■ Problem:
The expected result is the run of lines from the one containing "[mark] the monkey's foot" to the end of the listing, copied exactly.

BEGIN Available records

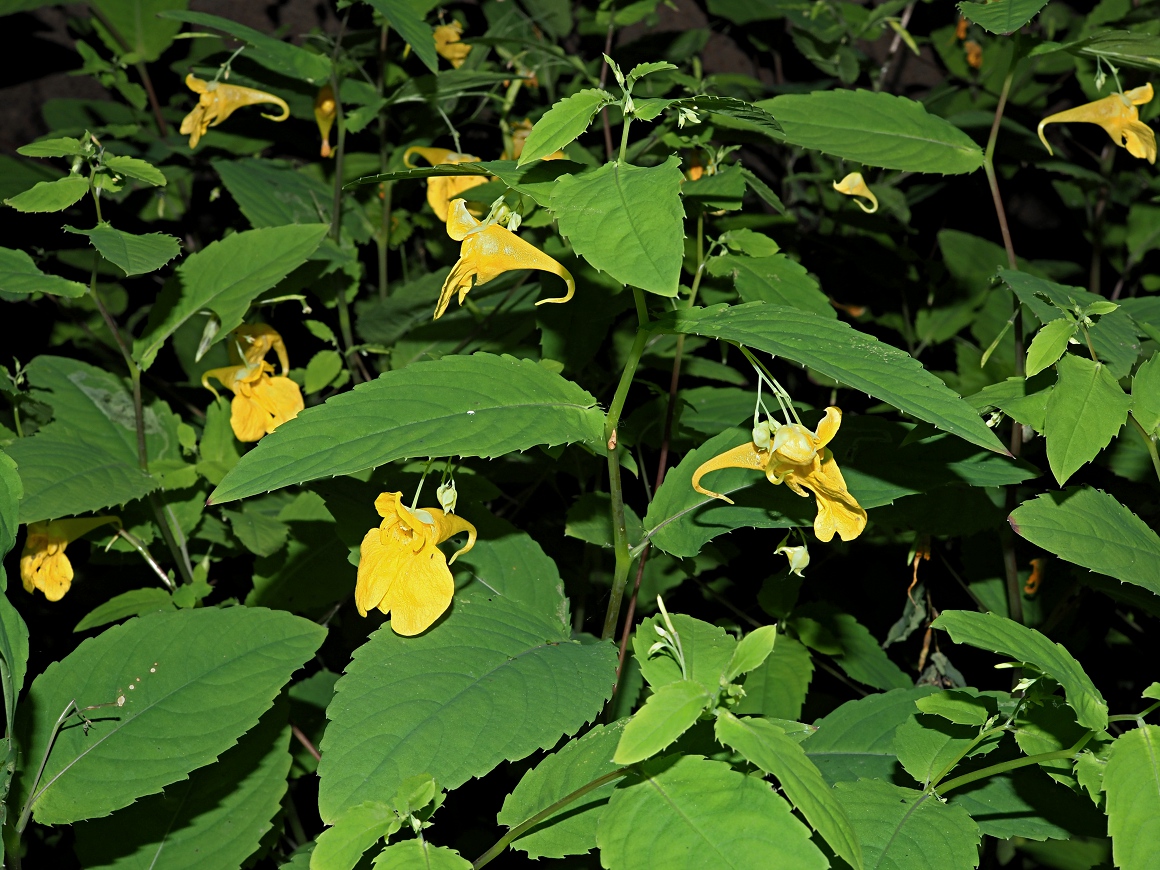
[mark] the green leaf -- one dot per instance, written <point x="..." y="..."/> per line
<point x="480" y="405"/>
<point x="86" y="458"/>
<point x="708" y="651"/>
<point x="19" y="275"/>
<point x="1001" y="16"/>
<point x="667" y="713"/>
<point x="63" y="146"/>
<point x="273" y="53"/>
<point x="852" y="357"/>
<point x="901" y="828"/>
<point x="1146" y="394"/>
<point x="215" y="818"/>
<point x="136" y="168"/>
<point x="1088" y="527"/>
<point x="411" y="27"/>
<point x="341" y="846"/>
<point x="689" y="812"/>
<point x="767" y="746"/>
<point x="492" y="679"/>
<point x="1085" y="412"/>
<point x="962" y="707"/>
<point x="50" y="195"/>
<point x="999" y="635"/>
<point x="776" y="280"/>
<point x="857" y="739"/>
<point x="875" y="129"/>
<point x="563" y="123"/>
<point x="414" y="854"/>
<point x="194" y="679"/>
<point x="1049" y="345"/>
<point x="777" y="688"/>
<point x="751" y="652"/>
<point x="572" y="828"/>
<point x="224" y="277"/>
<point x="1132" y="783"/>
<point x="626" y="220"/>
<point x="135" y="602"/>
<point x="132" y="254"/>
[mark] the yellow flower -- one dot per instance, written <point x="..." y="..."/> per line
<point x="43" y="564"/>
<point x="442" y="189"/>
<point x="261" y="403"/>
<point x="448" y="45"/>
<point x="401" y="571"/>
<point x="854" y="185"/>
<point x="800" y="459"/>
<point x="218" y="101"/>
<point x="1118" y="116"/>
<point x="487" y="252"/>
<point x="325" y="110"/>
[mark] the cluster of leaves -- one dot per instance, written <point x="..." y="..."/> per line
<point x="230" y="707"/>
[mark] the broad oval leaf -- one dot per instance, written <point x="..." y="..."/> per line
<point x="1089" y="528"/>
<point x="626" y="220"/>
<point x="176" y="690"/>
<point x="689" y="812"/>
<point x="875" y="129"/>
<point x="479" y="405"/>
<point x="852" y="357"/>
<point x="492" y="681"/>
<point x="988" y="631"/>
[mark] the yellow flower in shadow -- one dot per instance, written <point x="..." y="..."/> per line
<point x="800" y="459"/>
<point x="261" y="403"/>
<point x="442" y="189"/>
<point x="1118" y="116"/>
<point x="448" y="45"/>
<point x="325" y="111"/>
<point x="855" y="186"/>
<point x="401" y="571"/>
<point x="43" y="564"/>
<point x="218" y="101"/>
<point x="487" y="252"/>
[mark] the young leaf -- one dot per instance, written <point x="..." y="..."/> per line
<point x="563" y="123"/>
<point x="988" y="631"/>
<point x="131" y="253"/>
<point x="195" y="679"/>
<point x="492" y="681"/>
<point x="667" y="713"/>
<point x="1089" y="528"/>
<point x="225" y="277"/>
<point x="50" y="195"/>
<point x="20" y="276"/>
<point x="693" y="812"/>
<point x="626" y="220"/>
<point x="906" y="828"/>
<point x="1001" y="16"/>
<point x="875" y="129"/>
<point x="572" y="828"/>
<point x="1132" y="783"/>
<point x="768" y="747"/>
<point x="1049" y="345"/>
<point x="479" y="405"/>
<point x="834" y="349"/>
<point x="215" y="818"/>
<point x="1085" y="412"/>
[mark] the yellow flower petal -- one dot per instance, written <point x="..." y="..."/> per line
<point x="218" y="101"/>
<point x="854" y="185"/>
<point x="486" y="253"/>
<point x="1119" y="118"/>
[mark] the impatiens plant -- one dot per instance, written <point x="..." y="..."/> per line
<point x="813" y="524"/>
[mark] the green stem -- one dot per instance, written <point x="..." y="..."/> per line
<point x="523" y="827"/>
<point x="620" y="533"/>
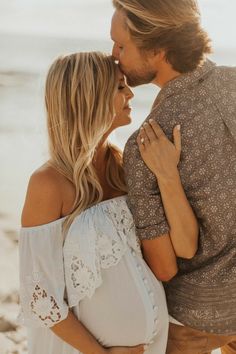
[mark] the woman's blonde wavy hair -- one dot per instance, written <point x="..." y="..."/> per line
<point x="79" y="96"/>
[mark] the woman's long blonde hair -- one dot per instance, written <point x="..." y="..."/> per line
<point x="79" y="95"/>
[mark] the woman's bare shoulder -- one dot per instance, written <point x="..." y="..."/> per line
<point x="44" y="201"/>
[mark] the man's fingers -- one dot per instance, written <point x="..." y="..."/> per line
<point x="177" y="137"/>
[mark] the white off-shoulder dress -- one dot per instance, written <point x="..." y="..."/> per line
<point x="98" y="272"/>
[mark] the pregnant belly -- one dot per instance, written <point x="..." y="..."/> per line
<point x="121" y="312"/>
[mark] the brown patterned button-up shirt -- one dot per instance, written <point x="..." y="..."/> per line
<point x="203" y="294"/>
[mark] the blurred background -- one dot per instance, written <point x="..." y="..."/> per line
<point x="32" y="34"/>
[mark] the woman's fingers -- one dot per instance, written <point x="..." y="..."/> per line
<point x="177" y="137"/>
<point x="141" y="142"/>
<point x="138" y="350"/>
<point x="150" y="133"/>
<point x="156" y="128"/>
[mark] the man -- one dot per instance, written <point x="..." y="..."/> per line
<point x="162" y="42"/>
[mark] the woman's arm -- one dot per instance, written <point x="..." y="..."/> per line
<point x="44" y="204"/>
<point x="162" y="158"/>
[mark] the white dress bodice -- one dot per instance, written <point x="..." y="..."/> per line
<point x="97" y="271"/>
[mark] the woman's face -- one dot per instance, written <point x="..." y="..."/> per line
<point x="121" y="103"/>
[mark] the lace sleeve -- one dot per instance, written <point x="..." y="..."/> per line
<point x="42" y="283"/>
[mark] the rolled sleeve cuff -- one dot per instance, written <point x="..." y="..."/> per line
<point x="153" y="231"/>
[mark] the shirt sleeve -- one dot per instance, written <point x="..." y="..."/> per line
<point x="42" y="284"/>
<point x="143" y="194"/>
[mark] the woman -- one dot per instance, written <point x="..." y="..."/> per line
<point x="85" y="287"/>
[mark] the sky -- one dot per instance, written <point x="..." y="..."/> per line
<point x="91" y="18"/>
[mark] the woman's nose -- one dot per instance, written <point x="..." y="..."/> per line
<point x="115" y="52"/>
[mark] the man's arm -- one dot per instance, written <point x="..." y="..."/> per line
<point x="162" y="158"/>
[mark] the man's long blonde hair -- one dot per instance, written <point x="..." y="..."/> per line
<point x="171" y="25"/>
<point x="79" y="97"/>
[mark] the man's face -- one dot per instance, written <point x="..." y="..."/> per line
<point x="136" y="66"/>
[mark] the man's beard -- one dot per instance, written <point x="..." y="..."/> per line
<point x="134" y="78"/>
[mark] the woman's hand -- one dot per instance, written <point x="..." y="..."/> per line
<point x="159" y="154"/>
<point x="139" y="349"/>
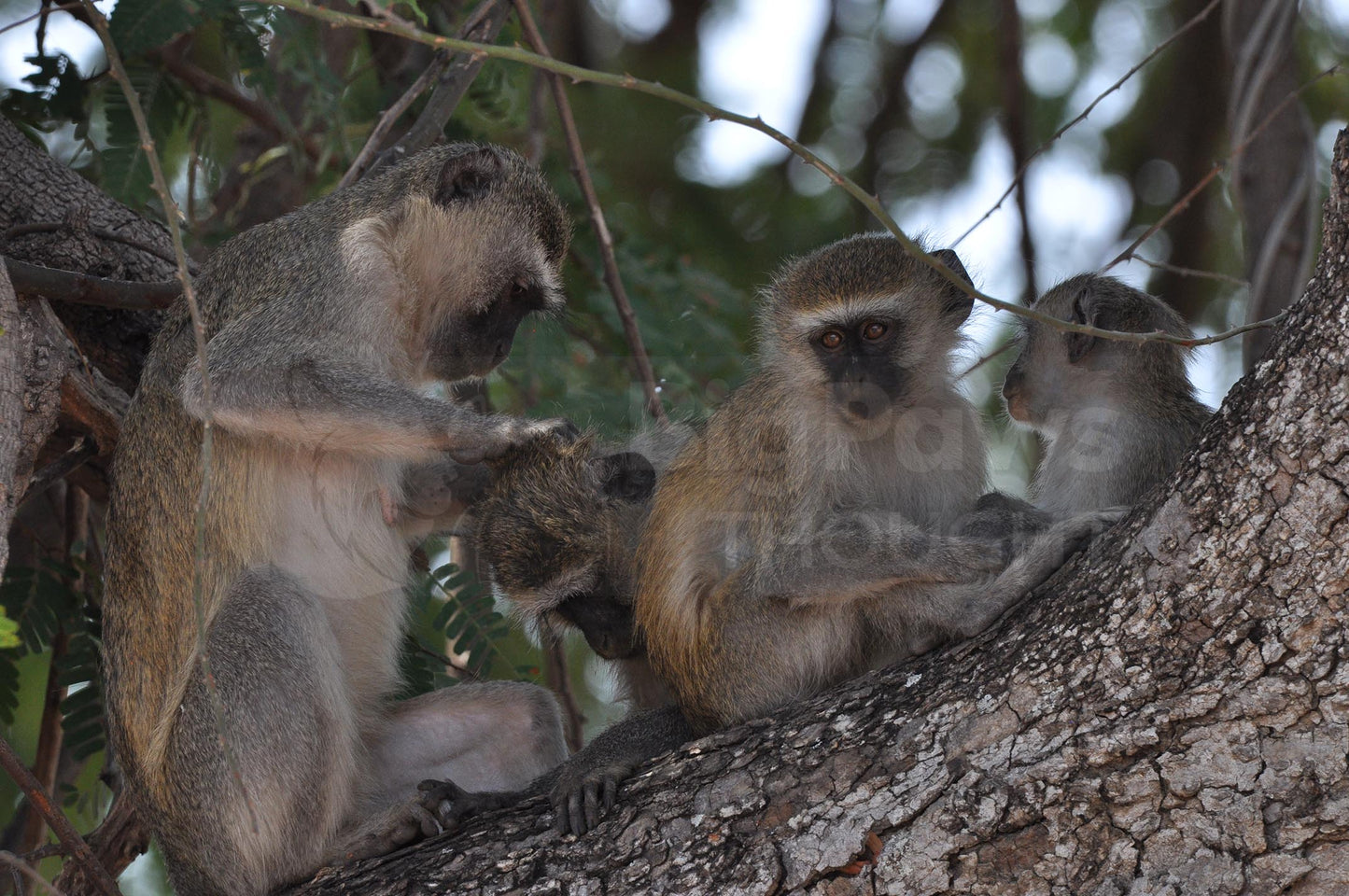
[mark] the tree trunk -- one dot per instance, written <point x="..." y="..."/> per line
<point x="1169" y="715"/>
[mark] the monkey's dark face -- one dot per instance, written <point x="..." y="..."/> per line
<point x="475" y="343"/>
<point x="858" y="357"/>
<point x="557" y="529"/>
<point x="606" y="623"/>
<point x="1060" y="374"/>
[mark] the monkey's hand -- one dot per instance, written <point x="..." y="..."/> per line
<point x="452" y="805"/>
<point x="393" y="829"/>
<point x="584" y="791"/>
<point x="499" y="435"/>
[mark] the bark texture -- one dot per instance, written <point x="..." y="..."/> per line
<point x="1169" y="715"/>
<point x="35" y="188"/>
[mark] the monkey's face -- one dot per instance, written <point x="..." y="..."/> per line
<point x="556" y="529"/>
<point x="473" y="343"/>
<point x="858" y="357"/>
<point x="1058" y="375"/>
<point x="866" y="327"/>
<point x="475" y="257"/>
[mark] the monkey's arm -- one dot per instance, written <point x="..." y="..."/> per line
<point x="861" y="556"/>
<point x="315" y="397"/>
<point x="967" y="609"/>
<point x="582" y="789"/>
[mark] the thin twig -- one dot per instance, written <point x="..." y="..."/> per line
<point x="1016" y="178"/>
<point x="1183" y="203"/>
<point x="482" y="24"/>
<point x="148" y="146"/>
<point x="606" y="241"/>
<point x="390" y="118"/>
<point x="714" y="112"/>
<point x="209" y="85"/>
<point x="39" y="14"/>
<point x="82" y="289"/>
<point x="1190" y="272"/>
<point x="985" y="359"/>
<point x="57" y="820"/>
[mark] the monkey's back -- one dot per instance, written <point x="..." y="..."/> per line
<point x="150" y="617"/>
<point x="724" y="654"/>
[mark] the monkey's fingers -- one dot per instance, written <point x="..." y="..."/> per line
<point x="591" y="791"/>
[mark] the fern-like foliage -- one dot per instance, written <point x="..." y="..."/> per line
<point x="469" y="618"/>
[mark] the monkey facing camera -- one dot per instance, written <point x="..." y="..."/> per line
<point x="321" y="329"/>
<point x="804" y="536"/>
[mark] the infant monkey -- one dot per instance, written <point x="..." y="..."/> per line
<point x="1116" y="417"/>
<point x="558" y="529"/>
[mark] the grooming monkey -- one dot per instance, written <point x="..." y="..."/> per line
<point x="1116" y="417"/>
<point x="558" y="529"/>
<point x="802" y="538"/>
<point x="321" y="329"/>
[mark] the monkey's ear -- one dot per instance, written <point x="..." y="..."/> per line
<point x="470" y="175"/>
<point x="957" y="304"/>
<point x="627" y="477"/>
<point x="1084" y="312"/>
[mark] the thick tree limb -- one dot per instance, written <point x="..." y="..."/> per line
<point x="1167" y="715"/>
<point x="35" y="187"/>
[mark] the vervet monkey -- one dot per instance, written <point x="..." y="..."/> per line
<point x="802" y="539"/>
<point x="1116" y="417"/>
<point x="323" y="327"/>
<point x="558" y="529"/>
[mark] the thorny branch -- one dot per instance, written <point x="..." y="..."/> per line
<point x="148" y="146"/>
<point x="714" y="112"/>
<point x="606" y="241"/>
<point x="1207" y="178"/>
<point x="55" y="819"/>
<point x="1020" y="173"/>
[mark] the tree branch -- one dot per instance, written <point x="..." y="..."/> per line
<point x="714" y="112"/>
<point x="82" y="289"/>
<point x="612" y="280"/>
<point x="69" y="837"/>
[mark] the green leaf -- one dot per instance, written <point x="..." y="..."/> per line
<point x="139" y="26"/>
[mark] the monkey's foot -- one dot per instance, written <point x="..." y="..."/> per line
<point x="452" y="805"/>
<point x="382" y="834"/>
<point x="584" y="795"/>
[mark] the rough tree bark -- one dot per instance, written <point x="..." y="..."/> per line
<point x="1169" y="715"/>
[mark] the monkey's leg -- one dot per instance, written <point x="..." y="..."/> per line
<point x="290" y="730"/>
<point x="490" y="740"/>
<point x="582" y="790"/>
<point x="587" y="783"/>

END Available records

■ Answer space:
[mark] the monkey's foot -- one dot per instance, written <point x="..." y="..."/> per line
<point x="452" y="805"/>
<point x="382" y="834"/>
<point x="584" y="795"/>
[mark] the rough tree bark -- one dot per instance, written <point x="..." y="..."/> per line
<point x="1169" y="715"/>
[mark] the monkey's leg -- one dot per instance, written <point x="..." y="..."/> per line
<point x="290" y="730"/>
<point x="490" y="740"/>
<point x="582" y="790"/>
<point x="587" y="783"/>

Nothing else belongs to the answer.